Print every line of the listing below without changing anything.

Some records:
== == ==

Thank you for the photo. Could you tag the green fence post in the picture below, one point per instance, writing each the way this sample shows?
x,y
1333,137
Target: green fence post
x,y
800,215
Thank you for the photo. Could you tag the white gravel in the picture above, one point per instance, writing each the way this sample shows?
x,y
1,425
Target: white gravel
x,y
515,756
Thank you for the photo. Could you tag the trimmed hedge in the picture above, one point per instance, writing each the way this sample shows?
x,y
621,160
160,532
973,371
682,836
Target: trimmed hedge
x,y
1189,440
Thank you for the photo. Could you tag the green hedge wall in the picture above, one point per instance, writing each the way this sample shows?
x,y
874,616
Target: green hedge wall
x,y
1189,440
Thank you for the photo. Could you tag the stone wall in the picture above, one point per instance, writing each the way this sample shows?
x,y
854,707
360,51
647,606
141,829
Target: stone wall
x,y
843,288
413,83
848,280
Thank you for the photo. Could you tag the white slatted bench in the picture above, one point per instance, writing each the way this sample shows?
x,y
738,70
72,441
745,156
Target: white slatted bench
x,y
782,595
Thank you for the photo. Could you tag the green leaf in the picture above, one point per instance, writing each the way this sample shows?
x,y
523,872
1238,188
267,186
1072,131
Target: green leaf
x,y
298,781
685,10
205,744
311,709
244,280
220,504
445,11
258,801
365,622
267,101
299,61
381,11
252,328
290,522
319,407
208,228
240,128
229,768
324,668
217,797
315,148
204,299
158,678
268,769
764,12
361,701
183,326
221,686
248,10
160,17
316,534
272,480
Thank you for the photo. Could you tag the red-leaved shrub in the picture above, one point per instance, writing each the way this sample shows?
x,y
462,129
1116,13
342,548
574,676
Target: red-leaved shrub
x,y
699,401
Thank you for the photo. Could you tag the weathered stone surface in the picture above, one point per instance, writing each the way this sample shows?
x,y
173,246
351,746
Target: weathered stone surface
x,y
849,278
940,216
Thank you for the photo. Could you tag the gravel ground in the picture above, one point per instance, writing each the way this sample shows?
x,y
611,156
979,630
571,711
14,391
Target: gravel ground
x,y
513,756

== == ==

* _ANSWER TO THE PROBLEM_
Thank you for the photo. Could you tag the green fence post in the picture below, one point per instance, writing each the way this sample shows?
x,y
1333,137
Target: green fence post
x,y
800,215
Thank you for the photo. Could you tag the white gravel in the picture above, one point per instance, writing each the way this sample shows?
x,y
1,425
Target: white gravel
x,y
515,756
Thank you for the photo. Could you tag the trimmed hedge in the picture above, one point per instance, writing each the way this sample shows?
x,y
621,160
160,532
973,371
682,836
Target: trimmed hedge
x,y
1189,440
Thank you for the photo. Could you tag the green hedge wall in the picture above, one point per instance, writing each the way this sample shows?
x,y
874,616
Target: green hedge wall
x,y
1189,440
Thank you for the photo. Could you tag the stone wall in the picture above, one point per instance, writing each the way this sample shows?
x,y
854,707
360,51
647,606
141,829
Target: stone wall
x,y
843,288
413,83
848,280
Thank you for the photo. Could you tag the white slatted bench in the picture above, one point per instance, writing each the way this sample shows?
x,y
738,70
72,441
745,156
Target: white slatted bench
x,y
782,595
Thank you for the photo. Could you tag the green leaf in the picture above, one point per instance, writing each the way this sample shows?
x,y
523,872
1238,188
267,186
1072,131
Target: green leaf
x,y
298,781
685,10
205,744
311,709
244,280
220,504
445,11
258,801
365,622
267,101
299,61
381,11
252,328
290,522
319,407
208,228
240,128
229,768
324,668
217,797
315,148
204,299
158,678
268,769
764,12
361,701
183,326
221,686
248,10
160,17
316,534
272,480
Thank you for the photo. Could you tag the red-leaved shrub in the picture above, one point per instance, writing each the way this sample shows?
x,y
462,129
1116,13
342,548
574,676
Target: red-leaved shrub
x,y
699,401
Thank you for the photo. Could you tag the weathered stone surface in the picture above, one point per instance, writing each the way this sample shows?
x,y
173,246
351,746
Target: weathered stone surface
x,y
849,278
940,216
Thank you for the photo. Could you tag the gravel ground in the picture above, one point per instance, writing each the way this sample shows?
x,y
611,156
979,630
571,711
14,391
Target: gravel ground
x,y
513,756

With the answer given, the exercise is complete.